Short exercise: Update everything from the line containing "Where in this drawing can the tall pole" down to the line containing "20,25 -> 58,139" by replacing "drawing" with "image" wherever it occurs. Leave the rest of those lines unchanged.

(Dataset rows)
##########

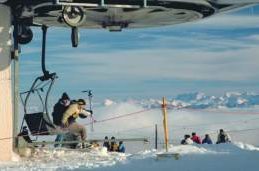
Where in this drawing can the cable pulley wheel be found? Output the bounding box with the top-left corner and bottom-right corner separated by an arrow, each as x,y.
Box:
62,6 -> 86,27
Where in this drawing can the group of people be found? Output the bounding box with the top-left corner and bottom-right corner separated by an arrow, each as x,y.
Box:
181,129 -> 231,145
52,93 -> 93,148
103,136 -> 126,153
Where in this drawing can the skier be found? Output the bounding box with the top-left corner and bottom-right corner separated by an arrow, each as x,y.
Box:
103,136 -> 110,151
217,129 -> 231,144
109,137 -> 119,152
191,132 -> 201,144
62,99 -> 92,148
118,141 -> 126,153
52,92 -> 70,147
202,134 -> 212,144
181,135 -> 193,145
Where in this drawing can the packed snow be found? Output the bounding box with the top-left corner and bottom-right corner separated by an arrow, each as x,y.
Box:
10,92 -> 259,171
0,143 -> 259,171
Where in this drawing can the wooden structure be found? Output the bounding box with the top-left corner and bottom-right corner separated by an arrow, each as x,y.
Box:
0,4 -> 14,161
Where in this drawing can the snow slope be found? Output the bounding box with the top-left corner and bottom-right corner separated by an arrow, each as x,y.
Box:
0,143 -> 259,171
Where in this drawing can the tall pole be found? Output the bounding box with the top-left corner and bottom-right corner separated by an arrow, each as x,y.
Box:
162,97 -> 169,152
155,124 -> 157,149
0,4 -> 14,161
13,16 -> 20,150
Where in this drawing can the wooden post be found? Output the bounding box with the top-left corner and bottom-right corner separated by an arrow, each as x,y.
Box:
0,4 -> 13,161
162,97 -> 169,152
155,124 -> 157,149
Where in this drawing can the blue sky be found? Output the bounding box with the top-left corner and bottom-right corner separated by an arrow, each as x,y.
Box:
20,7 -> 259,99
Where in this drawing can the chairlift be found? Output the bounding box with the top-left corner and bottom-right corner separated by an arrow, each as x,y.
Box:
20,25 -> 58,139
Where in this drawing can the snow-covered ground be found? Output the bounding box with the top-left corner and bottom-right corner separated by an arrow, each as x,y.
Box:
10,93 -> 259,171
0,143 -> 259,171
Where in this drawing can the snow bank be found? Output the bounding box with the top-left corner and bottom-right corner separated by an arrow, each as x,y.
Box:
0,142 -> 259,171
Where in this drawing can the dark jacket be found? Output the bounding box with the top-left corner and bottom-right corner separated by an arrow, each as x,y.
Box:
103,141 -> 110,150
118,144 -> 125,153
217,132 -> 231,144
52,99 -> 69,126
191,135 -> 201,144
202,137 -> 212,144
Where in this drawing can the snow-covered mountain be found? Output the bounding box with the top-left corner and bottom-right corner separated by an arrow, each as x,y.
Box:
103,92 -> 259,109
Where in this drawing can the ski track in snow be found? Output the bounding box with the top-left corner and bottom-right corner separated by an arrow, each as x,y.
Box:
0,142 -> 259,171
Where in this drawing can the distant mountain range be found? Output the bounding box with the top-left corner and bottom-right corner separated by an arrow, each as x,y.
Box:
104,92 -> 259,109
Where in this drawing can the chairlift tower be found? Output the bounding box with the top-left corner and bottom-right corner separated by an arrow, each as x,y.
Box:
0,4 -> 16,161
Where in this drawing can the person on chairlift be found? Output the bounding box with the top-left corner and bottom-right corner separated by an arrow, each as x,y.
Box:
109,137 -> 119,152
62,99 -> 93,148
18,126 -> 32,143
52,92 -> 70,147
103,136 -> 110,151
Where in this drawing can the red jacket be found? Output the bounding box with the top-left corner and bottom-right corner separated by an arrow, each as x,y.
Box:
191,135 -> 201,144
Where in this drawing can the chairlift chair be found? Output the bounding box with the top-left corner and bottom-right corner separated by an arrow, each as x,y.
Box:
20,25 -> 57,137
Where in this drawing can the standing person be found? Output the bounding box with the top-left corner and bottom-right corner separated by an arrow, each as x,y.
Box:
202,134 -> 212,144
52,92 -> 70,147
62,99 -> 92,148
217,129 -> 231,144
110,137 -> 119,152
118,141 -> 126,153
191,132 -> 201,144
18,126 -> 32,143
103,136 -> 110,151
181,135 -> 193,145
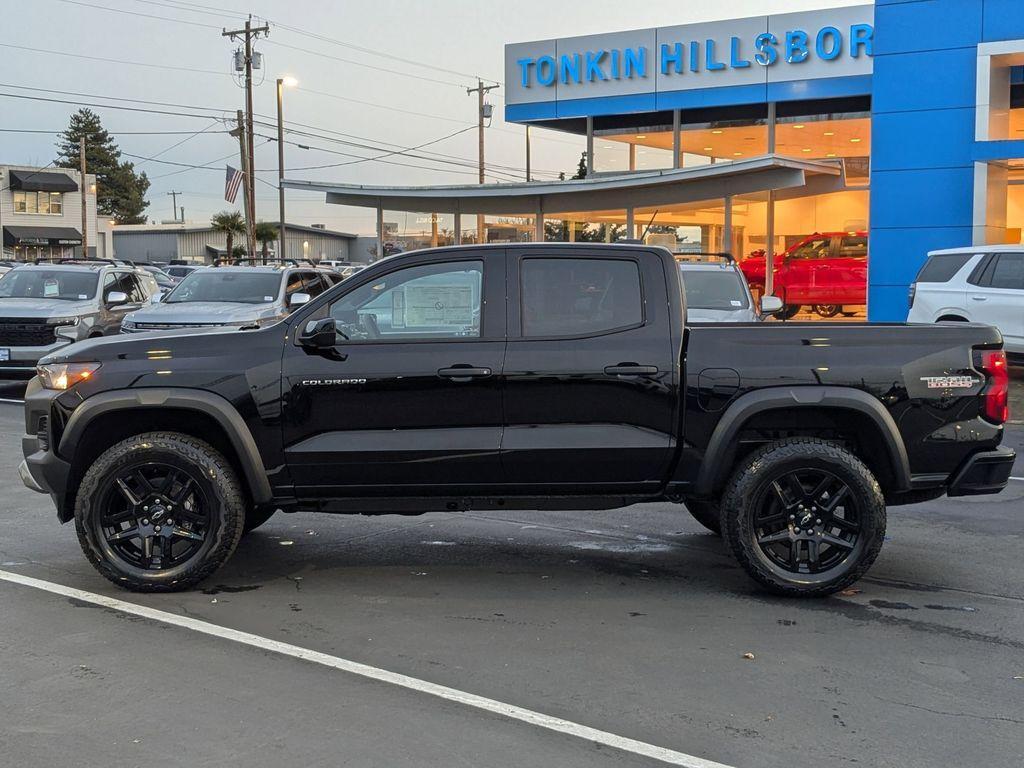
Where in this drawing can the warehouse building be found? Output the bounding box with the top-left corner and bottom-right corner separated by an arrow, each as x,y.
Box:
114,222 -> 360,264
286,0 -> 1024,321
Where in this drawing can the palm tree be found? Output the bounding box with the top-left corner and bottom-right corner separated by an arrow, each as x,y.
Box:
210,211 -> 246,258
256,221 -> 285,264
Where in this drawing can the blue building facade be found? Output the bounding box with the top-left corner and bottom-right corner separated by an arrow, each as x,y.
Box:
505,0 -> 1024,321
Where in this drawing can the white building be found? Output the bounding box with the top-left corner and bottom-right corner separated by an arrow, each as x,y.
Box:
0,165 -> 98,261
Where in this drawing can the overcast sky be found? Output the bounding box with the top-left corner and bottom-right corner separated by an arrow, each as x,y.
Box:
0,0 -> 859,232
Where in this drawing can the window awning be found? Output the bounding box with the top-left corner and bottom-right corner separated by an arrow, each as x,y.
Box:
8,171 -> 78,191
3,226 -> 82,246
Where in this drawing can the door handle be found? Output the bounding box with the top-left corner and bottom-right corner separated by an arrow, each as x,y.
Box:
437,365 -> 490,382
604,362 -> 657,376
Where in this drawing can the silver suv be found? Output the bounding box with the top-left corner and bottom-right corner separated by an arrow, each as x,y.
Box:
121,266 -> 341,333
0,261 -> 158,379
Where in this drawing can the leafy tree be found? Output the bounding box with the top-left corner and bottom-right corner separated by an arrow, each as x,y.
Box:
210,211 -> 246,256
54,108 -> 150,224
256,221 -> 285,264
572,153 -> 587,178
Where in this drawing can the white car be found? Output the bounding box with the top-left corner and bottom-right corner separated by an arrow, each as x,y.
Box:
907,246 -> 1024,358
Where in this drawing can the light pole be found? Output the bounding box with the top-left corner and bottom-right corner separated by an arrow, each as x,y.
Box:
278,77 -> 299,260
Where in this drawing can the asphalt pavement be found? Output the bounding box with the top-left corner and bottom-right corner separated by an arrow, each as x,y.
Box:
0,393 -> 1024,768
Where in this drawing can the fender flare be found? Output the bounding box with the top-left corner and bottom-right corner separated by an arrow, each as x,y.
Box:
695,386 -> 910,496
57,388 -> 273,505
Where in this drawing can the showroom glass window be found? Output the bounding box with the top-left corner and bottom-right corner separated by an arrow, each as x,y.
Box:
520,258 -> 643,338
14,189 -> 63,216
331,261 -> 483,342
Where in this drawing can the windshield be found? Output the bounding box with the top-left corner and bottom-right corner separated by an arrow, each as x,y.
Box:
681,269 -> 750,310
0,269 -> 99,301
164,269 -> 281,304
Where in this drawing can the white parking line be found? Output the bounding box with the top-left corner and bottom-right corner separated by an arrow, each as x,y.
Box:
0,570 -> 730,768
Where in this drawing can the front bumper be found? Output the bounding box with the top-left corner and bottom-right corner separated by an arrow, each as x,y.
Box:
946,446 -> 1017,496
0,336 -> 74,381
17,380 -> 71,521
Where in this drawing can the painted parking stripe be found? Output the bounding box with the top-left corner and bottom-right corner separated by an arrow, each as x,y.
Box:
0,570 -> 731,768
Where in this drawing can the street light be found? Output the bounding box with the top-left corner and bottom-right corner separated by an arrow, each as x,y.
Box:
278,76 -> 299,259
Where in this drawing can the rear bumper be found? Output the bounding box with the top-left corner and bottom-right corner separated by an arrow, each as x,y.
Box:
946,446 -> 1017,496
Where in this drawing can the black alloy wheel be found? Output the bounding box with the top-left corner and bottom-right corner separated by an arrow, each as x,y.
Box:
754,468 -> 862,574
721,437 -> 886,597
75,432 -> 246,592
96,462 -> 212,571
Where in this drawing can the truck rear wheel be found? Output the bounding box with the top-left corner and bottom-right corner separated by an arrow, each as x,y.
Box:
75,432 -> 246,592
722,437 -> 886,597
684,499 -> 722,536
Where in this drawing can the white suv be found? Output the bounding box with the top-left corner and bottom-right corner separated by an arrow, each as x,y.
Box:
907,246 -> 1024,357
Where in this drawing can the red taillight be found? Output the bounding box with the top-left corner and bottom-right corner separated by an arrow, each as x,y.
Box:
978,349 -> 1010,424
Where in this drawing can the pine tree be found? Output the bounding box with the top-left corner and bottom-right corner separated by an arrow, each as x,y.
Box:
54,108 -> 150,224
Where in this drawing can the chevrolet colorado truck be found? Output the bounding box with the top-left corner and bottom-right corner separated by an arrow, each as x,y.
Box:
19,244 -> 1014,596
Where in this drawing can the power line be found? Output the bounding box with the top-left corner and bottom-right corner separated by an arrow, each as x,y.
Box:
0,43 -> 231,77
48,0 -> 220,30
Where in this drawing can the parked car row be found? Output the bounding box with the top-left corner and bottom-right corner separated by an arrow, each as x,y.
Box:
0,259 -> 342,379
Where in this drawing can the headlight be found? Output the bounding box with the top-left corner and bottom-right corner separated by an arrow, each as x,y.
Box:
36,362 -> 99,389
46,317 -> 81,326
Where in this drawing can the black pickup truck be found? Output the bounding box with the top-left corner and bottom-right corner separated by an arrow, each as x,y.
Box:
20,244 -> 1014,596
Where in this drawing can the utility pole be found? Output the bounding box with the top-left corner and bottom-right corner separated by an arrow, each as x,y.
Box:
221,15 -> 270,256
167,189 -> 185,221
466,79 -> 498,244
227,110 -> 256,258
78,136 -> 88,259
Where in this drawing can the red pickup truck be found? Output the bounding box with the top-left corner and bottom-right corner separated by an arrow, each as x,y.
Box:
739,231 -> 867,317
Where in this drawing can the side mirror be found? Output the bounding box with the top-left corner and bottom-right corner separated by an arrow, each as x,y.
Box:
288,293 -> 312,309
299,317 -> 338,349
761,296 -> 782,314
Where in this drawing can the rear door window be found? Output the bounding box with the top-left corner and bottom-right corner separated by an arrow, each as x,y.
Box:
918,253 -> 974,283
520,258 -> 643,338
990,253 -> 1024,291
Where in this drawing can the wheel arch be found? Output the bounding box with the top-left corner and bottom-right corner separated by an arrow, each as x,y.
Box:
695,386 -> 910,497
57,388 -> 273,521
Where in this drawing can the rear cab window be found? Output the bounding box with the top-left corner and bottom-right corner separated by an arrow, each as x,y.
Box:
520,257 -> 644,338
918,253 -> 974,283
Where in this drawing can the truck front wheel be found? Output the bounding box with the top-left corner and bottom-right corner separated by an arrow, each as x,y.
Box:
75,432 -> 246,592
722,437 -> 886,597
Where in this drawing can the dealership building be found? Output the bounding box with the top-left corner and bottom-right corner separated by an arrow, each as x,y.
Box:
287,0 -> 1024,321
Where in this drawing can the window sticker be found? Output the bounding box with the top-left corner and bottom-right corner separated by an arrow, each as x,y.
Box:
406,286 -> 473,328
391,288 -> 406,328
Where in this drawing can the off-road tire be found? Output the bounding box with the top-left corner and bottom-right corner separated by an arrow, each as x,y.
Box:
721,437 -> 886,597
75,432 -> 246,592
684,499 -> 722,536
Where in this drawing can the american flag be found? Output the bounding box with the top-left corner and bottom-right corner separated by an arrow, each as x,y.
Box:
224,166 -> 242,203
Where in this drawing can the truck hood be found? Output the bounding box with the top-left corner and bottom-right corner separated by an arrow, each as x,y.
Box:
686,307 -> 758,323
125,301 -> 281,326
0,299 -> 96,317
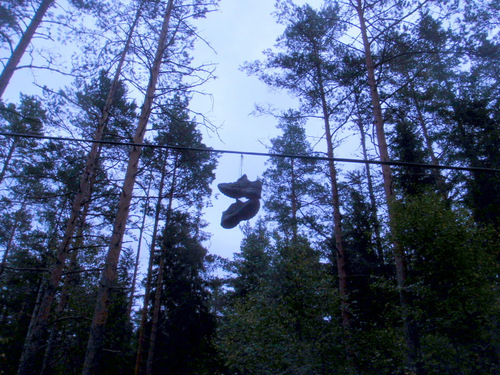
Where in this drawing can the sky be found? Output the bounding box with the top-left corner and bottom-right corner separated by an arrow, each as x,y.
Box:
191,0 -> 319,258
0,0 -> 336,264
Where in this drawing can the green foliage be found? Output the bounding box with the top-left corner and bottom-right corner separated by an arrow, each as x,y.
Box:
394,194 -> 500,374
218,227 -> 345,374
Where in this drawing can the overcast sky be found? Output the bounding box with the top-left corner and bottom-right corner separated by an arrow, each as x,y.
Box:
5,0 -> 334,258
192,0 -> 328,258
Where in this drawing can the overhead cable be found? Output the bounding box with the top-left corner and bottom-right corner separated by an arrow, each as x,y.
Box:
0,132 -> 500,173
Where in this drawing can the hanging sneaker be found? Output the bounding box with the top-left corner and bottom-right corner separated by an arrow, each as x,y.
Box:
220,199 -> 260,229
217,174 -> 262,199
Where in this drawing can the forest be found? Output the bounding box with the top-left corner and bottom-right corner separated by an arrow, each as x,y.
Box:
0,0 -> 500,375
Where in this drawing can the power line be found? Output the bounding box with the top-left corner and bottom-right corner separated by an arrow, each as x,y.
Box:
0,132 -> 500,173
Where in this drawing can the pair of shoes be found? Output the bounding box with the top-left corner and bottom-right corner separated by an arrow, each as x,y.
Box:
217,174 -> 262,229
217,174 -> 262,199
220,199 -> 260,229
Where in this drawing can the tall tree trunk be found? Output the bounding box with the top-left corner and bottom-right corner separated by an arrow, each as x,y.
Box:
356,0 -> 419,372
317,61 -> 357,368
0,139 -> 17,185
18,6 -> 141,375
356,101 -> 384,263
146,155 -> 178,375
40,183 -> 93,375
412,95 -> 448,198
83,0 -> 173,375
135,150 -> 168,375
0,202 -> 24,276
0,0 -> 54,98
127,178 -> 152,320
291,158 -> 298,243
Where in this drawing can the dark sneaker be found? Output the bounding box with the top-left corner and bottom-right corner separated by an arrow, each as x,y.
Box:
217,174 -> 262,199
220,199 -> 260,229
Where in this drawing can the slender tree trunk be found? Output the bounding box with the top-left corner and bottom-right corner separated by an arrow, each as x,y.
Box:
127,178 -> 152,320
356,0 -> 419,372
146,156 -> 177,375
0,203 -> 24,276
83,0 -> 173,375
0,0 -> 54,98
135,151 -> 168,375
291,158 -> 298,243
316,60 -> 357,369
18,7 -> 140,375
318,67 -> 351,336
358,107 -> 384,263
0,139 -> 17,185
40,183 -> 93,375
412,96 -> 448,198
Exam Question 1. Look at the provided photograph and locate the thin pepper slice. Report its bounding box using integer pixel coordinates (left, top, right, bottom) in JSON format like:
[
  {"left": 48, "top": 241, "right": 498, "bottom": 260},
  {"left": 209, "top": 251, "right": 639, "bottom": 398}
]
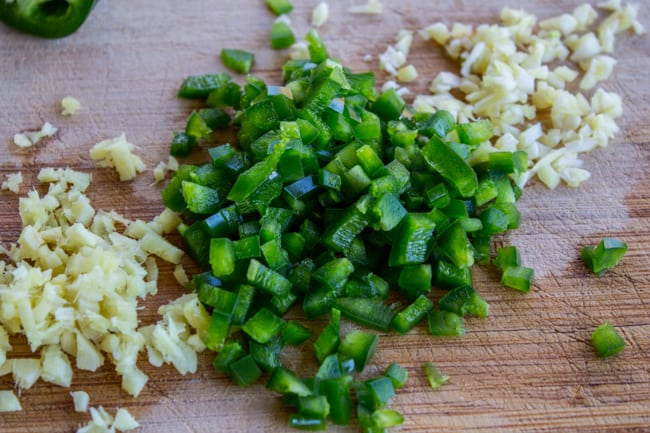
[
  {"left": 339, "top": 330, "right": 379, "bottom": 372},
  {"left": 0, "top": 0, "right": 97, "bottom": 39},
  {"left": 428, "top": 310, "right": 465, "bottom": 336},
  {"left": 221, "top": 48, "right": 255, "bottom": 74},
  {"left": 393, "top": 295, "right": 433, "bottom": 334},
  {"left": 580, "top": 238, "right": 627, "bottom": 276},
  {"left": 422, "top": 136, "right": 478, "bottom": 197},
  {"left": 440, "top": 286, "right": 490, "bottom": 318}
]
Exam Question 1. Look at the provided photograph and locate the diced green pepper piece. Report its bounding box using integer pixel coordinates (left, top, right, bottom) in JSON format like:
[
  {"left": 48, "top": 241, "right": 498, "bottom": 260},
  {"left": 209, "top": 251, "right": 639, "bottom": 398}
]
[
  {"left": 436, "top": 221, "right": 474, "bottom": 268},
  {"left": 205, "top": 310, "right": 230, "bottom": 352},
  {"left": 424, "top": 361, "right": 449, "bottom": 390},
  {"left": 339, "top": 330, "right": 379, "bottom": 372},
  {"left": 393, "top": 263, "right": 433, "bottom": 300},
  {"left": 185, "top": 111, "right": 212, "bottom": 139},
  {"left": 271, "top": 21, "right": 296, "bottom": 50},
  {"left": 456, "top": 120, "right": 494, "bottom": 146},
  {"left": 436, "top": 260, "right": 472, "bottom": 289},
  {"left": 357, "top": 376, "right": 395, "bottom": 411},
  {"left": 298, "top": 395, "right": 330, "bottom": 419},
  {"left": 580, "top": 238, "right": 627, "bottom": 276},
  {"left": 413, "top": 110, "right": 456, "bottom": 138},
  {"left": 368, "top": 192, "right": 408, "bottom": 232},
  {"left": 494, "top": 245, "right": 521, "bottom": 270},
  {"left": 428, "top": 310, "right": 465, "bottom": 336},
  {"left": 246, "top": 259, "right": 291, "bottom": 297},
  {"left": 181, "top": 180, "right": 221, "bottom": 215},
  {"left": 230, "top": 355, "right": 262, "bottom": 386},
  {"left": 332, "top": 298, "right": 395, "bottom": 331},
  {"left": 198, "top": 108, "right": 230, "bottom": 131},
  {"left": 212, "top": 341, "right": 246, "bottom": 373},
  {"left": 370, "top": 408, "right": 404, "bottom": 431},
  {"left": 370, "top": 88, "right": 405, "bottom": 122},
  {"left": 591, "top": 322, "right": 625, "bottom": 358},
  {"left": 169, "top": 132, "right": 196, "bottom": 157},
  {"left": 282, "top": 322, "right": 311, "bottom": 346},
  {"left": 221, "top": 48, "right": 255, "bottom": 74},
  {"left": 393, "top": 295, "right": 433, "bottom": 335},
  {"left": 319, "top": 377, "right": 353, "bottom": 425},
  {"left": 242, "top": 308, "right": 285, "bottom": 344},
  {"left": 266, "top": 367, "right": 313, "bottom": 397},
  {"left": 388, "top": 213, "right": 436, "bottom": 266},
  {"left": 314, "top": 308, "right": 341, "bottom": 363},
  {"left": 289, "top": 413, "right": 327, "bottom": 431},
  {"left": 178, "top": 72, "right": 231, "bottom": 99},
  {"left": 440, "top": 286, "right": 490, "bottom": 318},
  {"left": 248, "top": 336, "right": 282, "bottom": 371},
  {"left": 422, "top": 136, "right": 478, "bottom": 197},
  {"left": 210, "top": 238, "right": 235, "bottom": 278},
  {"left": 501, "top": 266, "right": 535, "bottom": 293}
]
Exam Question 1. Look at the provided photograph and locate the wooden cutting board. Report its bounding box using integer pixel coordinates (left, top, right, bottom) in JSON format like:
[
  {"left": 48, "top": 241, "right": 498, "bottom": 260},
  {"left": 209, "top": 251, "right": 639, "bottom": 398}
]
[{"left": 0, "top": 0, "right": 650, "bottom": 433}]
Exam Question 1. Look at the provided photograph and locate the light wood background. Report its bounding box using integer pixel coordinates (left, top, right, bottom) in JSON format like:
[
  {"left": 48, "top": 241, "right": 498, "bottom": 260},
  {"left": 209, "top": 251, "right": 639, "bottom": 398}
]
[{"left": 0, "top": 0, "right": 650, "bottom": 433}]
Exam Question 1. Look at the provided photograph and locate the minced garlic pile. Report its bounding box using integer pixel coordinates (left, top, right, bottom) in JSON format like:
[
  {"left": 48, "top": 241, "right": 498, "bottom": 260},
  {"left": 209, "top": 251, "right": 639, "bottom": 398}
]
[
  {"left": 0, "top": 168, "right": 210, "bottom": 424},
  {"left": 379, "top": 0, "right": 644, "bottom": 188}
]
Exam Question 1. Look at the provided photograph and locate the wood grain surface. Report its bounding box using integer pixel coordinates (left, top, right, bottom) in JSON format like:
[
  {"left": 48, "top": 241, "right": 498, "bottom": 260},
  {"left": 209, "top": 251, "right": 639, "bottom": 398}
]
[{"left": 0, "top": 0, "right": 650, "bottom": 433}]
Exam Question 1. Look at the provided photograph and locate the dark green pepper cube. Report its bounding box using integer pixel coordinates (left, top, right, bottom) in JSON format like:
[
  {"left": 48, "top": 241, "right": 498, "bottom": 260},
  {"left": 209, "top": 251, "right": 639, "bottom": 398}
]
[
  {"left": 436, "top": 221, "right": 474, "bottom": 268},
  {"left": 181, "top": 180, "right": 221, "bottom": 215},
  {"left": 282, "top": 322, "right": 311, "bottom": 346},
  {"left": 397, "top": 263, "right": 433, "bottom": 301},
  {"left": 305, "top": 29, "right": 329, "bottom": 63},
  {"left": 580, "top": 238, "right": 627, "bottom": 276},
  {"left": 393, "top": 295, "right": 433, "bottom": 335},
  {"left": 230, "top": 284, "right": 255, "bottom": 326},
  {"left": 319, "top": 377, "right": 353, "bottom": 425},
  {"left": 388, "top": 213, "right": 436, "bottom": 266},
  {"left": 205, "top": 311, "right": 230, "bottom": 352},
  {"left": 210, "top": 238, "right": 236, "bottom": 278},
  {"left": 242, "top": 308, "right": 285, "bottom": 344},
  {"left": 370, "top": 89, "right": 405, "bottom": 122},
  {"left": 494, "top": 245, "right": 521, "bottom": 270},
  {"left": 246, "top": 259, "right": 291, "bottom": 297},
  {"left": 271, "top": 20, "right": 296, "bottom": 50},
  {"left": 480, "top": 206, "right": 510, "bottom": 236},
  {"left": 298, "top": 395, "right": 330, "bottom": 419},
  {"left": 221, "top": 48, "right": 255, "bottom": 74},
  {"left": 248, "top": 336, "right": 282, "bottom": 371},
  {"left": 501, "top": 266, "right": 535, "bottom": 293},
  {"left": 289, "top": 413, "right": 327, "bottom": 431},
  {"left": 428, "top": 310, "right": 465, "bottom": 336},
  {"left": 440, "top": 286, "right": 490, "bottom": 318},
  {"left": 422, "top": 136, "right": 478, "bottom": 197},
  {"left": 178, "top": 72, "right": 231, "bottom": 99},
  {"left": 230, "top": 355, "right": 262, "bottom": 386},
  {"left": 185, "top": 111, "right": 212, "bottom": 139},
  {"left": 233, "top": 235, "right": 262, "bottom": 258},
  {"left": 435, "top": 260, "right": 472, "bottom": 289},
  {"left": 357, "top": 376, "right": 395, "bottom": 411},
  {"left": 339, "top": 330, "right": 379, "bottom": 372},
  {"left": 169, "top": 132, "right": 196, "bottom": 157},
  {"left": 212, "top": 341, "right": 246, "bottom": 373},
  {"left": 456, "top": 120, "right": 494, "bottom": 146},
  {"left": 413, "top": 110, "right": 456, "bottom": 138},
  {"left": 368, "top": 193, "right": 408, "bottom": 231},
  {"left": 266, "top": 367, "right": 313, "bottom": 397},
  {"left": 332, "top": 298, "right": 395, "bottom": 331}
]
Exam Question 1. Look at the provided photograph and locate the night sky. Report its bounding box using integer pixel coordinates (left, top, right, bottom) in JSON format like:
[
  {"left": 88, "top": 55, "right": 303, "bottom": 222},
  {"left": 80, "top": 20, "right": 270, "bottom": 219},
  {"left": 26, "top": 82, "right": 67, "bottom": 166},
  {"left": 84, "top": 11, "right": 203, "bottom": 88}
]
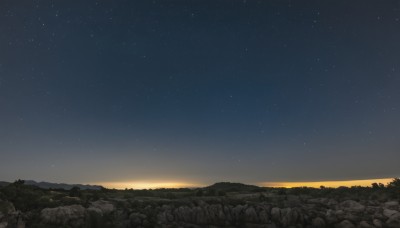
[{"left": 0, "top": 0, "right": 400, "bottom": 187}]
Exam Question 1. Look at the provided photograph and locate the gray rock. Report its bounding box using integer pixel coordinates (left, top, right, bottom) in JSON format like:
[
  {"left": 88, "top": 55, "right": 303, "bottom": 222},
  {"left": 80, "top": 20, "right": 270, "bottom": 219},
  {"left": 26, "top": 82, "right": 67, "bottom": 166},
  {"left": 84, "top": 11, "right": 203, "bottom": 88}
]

##########

Worked solution:
Where in this image can the tall pole be found? Output the bounding box with the top-left corner and bottom-right corner separated by an arrow, each as x,y.
Box:
162,97 -> 169,152
155,124 -> 157,149
0,4 -> 14,161
13,16 -> 20,150
Where in this image can the wooden post be found? Output the bounding box with the top-left corner and bottom-right corner separated by an arrow, each as x,y.
Box:
0,4 -> 13,161
162,97 -> 169,152
155,124 -> 157,149
Where in this image can the blue sky be found? Output the bounding box with the top-left corner and bottom-right corner separated by an arrow, each as x,y.
Box:
20,7 -> 259,99
Where in this image can the chairlift be found? Output the bounding box with the top-left corner and bottom-right corner separated by an arrow, each as x,y.
Box:
20,25 -> 58,139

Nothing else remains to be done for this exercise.